◆ **GOAL OF THE EXERCISE**:
Leave every picture out, and retype all the remaining records exactly.

Saved entries
-*-*-

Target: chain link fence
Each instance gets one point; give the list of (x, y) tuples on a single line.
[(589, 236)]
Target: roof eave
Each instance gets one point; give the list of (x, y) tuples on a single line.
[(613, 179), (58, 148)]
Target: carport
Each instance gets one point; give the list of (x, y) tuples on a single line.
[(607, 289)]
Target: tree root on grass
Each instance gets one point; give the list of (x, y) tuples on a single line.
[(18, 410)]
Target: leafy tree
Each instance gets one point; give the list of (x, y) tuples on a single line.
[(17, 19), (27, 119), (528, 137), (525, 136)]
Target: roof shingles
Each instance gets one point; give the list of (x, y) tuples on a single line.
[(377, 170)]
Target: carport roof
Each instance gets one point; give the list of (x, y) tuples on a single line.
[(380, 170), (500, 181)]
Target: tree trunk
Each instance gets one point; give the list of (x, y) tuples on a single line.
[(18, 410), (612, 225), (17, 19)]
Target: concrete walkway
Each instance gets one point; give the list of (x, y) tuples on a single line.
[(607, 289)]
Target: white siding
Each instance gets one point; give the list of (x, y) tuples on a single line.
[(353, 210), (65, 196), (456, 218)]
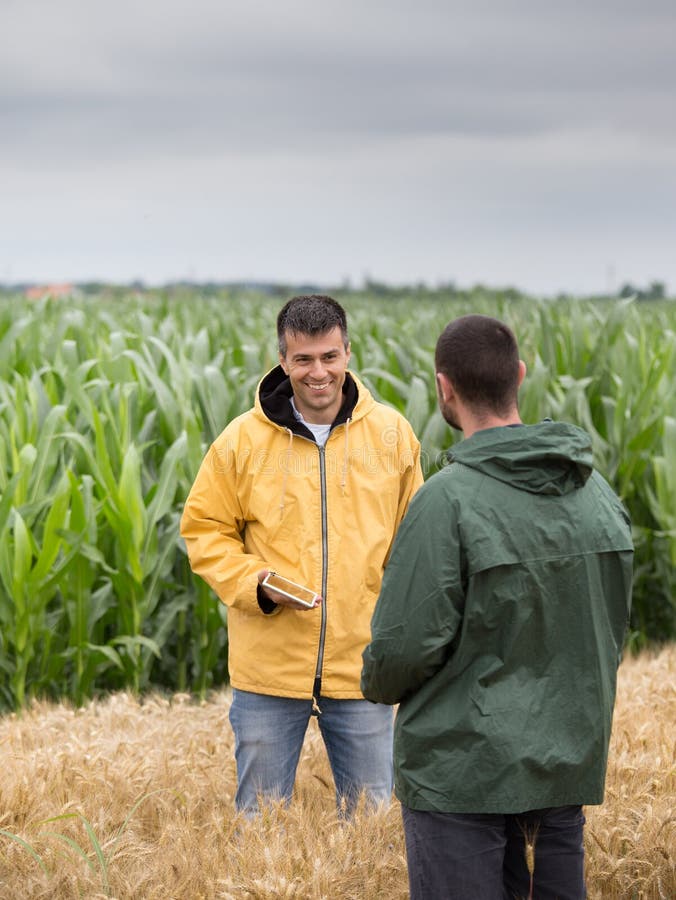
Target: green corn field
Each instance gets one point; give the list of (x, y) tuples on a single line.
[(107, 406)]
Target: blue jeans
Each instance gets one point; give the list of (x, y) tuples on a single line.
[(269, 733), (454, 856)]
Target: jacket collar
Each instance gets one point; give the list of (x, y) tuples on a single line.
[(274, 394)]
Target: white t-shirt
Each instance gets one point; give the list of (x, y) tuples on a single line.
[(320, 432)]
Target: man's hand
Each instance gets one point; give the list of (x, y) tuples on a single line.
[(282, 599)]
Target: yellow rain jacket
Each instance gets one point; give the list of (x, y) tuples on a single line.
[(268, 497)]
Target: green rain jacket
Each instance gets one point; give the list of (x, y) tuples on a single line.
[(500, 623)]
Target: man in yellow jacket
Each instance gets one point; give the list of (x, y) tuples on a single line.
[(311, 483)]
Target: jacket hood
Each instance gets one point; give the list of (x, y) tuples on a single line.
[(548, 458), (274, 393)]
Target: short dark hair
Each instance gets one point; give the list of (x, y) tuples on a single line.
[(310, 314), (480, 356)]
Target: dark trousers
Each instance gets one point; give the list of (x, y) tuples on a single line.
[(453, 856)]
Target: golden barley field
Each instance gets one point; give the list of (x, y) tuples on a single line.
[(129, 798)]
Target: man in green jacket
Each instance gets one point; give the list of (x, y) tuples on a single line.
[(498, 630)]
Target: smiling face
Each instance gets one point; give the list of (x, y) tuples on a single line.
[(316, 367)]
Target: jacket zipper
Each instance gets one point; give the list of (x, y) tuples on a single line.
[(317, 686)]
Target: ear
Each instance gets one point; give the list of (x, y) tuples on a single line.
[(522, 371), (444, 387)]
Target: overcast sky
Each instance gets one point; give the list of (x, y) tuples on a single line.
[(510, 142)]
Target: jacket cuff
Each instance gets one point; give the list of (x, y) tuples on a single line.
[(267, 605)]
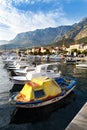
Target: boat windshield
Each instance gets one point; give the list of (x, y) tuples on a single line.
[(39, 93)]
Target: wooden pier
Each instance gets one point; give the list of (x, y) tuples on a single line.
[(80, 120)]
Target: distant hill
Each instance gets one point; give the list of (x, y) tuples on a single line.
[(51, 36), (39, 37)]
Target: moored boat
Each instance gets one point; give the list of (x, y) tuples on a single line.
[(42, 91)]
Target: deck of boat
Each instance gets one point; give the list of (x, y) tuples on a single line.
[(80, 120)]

-*-*-

◆ **OUTPUT**:
Target: chain link fence
Each instance gets one point; give the list of (x, y) tuples on a single line.
[(589, 236)]
Target: roof eave
Each instance gets one point; give the list of (x, y) tuples on a single line.
[(613, 179), (58, 148)]
Target: carport
Each instance gets one point; give the list of (x, y) tuples on a single line.
[(607, 289)]
Target: tree root on grass
Each instance gets one point; give the list of (x, y) tuples on a single line.
[(18, 410)]
Target: leafy tree
Each instance gets one point; give the list of (x, y) tuples on a single line.
[(17, 19), (27, 119), (528, 137), (525, 136)]
Target: roof shingles
Each instance gets one point; give the list of (x, y) tuples on a single line.
[(377, 170)]
Target: carport roof
Each instance gets one point; give the list of (x, y) tuples on a single line.
[(380, 170), (500, 181)]
Target: tree trunk
Each instance gets one point; give the list of (x, y) tuples on a single line.
[(18, 410), (612, 225), (17, 19)]
Target: concrete walkway
Each instance gets one point; give the list of (x, y) tuples on a single line.
[(607, 289)]
Target: white siding
Each instance gets one point; give the list of (x, y) tuples on a single line.
[(353, 210), (65, 196), (456, 218)]
Target: green corn field
Each instance gets one point; give the list of (x, y) tuples on a single line.
[(107, 406)]
Target: blue jeans
Each instance gets one point; give the list of (x, y) tuples on a single line.
[(269, 733), (454, 856)]
Target: jacket collar
Each instance gets one point; give the list of (x, y) tuples on a single line.
[(274, 394)]
Target: white t-shirt
Each instance gets one point; give the list of (x, y) tuples on a single line.
[(320, 432)]
Target: man's hand
Each instance gets one point; give the list of (x, y) tuples on a single line.
[(282, 599)]
Target: yellow rain jacket
Each instance gets one point; give the list of (x, y) tuples on a single line.
[(268, 497)]
Target: green rain jacket
Each instance gets one point; give the list of (x, y) tuples on a single line.
[(500, 623)]
Target: man in yellow jacket
Each instance gets one point; give the list of (x, y) tuples on a single line.
[(311, 483)]
Target: jacket hood
Each instance gets one point; give the list of (x, y) tuples on a single line.
[(548, 458), (274, 393)]
Target: short dark hair
Each instance gets one point; give the list of (x, y) tuples on a single line.
[(310, 314), (480, 356)]
Target: dark trousers
Each instance gets one point; give the list of (x, y) tuples on a single line.
[(453, 856)]
Target: golden barley field
Each instance gets one point; give the list of (x, y) tuples on a single line.
[(129, 798)]
Target: man in green jacket
Each instance gets one point; give the list of (x, y) tuples on a single line.
[(498, 630)]
Target: smiling face
Each instance gets one point; give the list of (x, y) tuples on a single line.
[(316, 367)]
Target: jacket zipper
Each instance gets one point; give the list of (x, y) tuples on a single line.
[(317, 686)]
Target: ear
Each instance gets one point; give the list of (x, y) tuples on a single line.
[(522, 371), (444, 387)]
Target: overcast sky
Each instance gets one point; give the list of (x, y) tuples on a single line.
[(510, 142)]
Target: jacket cuff
Each instance gets one point; give the list of (x, y) tuples on a single line.
[(267, 605)]
Target: boat windshield
Each instance gets one point; give the list of (x, y) tuples on a single line.
[(39, 93)]
Target: wooden pier
Each instance gets one point; give the list of (x, y) tuples on a single line.
[(80, 120)]
Target: distant hill
Each instance gets one point; give the list of (x, y) tuples on a single line.
[(51, 36), (39, 37)]
Target: moored boat
Each instance gets one point; give the list of (x, y) tuples on a single line.
[(42, 91)]
Target: deck of boat
Each instance gets one point; give the list of (x, y) tuples on a single line.
[(80, 120)]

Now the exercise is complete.